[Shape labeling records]
^^^^
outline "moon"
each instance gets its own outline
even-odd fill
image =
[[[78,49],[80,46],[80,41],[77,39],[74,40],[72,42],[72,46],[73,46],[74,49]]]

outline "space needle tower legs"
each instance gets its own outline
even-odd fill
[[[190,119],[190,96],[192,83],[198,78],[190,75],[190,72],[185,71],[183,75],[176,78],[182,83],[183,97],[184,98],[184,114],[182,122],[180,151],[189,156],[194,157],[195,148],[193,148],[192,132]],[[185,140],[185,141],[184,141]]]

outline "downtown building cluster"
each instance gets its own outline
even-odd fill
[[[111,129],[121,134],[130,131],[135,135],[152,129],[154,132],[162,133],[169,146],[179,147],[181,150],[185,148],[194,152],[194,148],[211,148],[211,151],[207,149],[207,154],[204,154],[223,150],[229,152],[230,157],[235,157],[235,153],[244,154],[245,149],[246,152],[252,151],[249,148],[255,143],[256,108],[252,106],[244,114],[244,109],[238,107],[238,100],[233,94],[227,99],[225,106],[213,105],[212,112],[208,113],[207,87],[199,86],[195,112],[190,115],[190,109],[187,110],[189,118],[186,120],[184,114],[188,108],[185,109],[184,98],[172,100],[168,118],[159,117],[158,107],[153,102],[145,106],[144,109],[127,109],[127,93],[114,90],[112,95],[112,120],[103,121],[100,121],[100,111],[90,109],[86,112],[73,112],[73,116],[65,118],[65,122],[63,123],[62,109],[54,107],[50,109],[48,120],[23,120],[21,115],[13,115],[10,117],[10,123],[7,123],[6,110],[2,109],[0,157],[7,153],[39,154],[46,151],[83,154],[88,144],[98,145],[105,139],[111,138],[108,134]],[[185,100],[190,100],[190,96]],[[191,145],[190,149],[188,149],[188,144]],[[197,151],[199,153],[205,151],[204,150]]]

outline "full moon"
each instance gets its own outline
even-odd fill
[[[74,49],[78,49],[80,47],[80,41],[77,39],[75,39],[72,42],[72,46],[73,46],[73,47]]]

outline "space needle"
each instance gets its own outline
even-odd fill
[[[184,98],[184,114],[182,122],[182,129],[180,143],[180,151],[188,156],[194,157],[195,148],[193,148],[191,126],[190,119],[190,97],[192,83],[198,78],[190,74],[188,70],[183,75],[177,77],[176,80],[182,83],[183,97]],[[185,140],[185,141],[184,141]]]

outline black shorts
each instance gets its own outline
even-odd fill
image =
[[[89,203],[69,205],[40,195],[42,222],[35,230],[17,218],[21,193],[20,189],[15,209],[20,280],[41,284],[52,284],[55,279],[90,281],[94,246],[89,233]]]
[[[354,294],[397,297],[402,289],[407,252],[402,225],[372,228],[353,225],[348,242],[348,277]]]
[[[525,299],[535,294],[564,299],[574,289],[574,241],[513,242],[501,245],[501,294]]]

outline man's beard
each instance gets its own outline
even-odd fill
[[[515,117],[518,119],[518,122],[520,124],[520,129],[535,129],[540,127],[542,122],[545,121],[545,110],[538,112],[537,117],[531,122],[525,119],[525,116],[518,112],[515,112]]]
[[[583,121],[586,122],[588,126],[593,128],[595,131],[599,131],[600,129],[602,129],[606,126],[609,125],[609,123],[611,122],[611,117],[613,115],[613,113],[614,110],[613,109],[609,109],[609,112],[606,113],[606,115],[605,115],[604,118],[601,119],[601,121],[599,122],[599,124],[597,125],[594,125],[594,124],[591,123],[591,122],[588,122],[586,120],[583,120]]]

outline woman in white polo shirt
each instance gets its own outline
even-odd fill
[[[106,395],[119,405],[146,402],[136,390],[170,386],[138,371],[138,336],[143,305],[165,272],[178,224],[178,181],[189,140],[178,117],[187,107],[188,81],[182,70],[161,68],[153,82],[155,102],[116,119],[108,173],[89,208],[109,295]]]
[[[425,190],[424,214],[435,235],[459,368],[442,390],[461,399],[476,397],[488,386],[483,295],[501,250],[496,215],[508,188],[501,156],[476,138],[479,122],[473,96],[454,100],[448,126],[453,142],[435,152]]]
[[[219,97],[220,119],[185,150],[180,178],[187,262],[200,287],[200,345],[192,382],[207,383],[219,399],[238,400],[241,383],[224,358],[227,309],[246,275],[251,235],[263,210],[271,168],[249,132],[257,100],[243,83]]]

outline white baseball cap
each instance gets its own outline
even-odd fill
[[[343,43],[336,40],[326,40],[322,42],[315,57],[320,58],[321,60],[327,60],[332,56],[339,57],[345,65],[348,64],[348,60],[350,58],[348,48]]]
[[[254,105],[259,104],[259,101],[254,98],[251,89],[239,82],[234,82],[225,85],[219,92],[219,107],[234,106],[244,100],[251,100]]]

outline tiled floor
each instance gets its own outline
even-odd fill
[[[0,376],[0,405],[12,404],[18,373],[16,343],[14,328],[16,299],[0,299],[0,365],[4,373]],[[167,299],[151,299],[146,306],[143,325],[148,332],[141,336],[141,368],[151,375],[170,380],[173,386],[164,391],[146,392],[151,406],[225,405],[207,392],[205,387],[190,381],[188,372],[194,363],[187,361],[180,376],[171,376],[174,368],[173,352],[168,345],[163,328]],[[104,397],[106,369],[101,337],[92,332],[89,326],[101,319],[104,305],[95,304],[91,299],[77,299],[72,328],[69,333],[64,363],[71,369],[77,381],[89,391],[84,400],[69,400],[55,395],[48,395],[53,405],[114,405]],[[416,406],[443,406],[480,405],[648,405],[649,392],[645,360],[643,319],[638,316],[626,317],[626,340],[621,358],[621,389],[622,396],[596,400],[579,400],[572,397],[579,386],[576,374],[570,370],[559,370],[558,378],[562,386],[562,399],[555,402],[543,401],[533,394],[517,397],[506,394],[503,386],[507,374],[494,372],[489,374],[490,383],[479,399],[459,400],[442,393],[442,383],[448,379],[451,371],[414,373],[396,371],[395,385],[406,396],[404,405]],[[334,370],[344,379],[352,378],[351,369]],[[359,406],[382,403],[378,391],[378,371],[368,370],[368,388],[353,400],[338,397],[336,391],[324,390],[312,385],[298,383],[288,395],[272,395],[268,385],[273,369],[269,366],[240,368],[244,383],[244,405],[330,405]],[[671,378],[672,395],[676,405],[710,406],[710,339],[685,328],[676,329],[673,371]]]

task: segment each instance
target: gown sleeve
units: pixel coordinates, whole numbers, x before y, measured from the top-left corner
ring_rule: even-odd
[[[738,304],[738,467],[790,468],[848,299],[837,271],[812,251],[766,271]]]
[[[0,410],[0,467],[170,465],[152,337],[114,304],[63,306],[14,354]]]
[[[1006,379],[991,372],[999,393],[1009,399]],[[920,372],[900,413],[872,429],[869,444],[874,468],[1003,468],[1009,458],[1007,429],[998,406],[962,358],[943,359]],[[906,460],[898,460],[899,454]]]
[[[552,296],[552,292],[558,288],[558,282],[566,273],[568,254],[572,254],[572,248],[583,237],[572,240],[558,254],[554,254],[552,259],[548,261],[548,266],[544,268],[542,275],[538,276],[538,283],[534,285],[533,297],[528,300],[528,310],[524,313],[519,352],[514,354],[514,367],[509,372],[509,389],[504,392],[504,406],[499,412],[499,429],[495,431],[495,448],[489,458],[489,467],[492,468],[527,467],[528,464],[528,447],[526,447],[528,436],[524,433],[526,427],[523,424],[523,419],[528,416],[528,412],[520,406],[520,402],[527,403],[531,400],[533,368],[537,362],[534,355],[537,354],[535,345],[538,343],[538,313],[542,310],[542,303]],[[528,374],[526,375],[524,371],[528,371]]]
^^^^
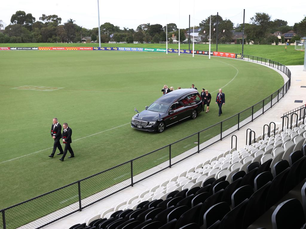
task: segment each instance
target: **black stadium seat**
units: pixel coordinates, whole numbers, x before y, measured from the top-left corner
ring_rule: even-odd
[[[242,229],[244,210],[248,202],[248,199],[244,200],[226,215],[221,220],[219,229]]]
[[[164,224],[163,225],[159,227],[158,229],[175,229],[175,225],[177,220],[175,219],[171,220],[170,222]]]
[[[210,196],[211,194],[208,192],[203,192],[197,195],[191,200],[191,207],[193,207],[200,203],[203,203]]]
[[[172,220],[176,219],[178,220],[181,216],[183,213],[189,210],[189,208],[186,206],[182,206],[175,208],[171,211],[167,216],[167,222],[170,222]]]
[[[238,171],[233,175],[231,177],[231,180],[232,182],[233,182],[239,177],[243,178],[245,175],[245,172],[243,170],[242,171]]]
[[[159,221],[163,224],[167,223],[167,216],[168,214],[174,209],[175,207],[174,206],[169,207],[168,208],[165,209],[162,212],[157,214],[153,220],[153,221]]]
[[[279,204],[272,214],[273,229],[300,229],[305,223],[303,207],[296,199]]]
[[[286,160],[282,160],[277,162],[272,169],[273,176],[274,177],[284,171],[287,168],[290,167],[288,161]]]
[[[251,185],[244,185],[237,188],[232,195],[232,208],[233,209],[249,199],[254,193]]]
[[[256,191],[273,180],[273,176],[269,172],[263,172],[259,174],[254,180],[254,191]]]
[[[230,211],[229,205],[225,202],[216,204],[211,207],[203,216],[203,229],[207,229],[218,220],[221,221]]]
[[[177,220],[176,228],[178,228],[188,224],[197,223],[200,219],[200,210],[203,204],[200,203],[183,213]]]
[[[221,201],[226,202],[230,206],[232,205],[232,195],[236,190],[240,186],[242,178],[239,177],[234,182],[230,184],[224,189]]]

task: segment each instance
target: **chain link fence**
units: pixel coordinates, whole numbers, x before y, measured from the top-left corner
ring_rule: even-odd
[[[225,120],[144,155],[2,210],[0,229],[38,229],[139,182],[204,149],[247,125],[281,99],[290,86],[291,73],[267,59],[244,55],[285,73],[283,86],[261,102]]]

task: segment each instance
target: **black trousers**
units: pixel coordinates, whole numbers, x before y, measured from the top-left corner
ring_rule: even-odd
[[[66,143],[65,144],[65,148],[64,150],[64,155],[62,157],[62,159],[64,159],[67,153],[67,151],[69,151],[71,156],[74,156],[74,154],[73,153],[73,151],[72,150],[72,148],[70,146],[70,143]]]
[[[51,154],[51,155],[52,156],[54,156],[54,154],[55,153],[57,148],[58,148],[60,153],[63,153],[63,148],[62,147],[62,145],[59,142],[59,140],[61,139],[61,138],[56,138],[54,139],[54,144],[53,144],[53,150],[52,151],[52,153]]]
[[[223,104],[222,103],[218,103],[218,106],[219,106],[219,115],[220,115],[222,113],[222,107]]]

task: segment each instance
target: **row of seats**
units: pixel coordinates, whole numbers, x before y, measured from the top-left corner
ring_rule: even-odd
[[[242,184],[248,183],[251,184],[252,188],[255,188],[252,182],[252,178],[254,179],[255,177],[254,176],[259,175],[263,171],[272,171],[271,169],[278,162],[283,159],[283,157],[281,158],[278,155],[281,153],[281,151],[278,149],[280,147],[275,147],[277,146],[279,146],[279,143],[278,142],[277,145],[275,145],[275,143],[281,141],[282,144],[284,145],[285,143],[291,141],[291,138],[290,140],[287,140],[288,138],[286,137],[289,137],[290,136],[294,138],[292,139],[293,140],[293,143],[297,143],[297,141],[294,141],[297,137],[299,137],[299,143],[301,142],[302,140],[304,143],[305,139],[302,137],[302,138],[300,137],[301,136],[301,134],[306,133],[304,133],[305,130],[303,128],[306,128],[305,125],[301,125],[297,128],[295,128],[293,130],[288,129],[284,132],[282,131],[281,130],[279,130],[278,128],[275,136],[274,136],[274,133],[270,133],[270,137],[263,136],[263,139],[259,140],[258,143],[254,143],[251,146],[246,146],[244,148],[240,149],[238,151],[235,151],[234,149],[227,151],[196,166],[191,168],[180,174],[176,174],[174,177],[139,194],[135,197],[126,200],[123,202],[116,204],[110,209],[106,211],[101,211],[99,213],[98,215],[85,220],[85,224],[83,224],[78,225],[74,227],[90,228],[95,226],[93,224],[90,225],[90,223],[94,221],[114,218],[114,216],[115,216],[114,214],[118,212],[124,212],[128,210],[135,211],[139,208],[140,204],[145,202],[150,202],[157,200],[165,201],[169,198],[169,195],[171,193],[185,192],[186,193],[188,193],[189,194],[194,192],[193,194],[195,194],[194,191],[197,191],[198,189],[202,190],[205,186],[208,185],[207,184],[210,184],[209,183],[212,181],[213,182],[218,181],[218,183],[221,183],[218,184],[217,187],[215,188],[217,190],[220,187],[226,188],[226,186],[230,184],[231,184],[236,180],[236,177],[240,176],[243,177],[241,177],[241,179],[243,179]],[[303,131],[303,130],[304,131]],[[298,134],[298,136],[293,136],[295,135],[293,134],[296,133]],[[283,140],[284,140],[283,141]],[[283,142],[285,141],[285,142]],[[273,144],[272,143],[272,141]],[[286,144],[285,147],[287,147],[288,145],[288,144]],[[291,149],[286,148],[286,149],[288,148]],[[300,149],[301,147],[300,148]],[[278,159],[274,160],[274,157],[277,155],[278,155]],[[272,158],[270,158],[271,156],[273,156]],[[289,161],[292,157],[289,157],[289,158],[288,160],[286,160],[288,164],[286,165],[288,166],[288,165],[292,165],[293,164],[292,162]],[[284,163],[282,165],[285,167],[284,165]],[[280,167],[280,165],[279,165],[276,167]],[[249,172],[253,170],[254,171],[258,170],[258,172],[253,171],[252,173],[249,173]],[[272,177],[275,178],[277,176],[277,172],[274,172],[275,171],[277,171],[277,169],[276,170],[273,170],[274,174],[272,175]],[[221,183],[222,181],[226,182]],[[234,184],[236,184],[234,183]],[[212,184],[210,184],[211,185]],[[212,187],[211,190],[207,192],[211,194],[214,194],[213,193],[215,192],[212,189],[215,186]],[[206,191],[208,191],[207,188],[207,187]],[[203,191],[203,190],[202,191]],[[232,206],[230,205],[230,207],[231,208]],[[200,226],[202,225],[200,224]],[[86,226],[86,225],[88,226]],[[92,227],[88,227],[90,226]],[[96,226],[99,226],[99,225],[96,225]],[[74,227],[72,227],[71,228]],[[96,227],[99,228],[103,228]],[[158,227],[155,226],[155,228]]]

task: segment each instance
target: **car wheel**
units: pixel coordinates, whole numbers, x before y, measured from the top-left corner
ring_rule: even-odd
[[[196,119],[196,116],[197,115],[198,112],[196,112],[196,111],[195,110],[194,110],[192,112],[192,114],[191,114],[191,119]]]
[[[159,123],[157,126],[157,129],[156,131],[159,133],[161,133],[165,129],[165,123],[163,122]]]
^^^^
Exercise description – Please copy out each line of the entries above that contains the word "white".

Answer in full –
outline woman in white polo shirt
outline white baseball cap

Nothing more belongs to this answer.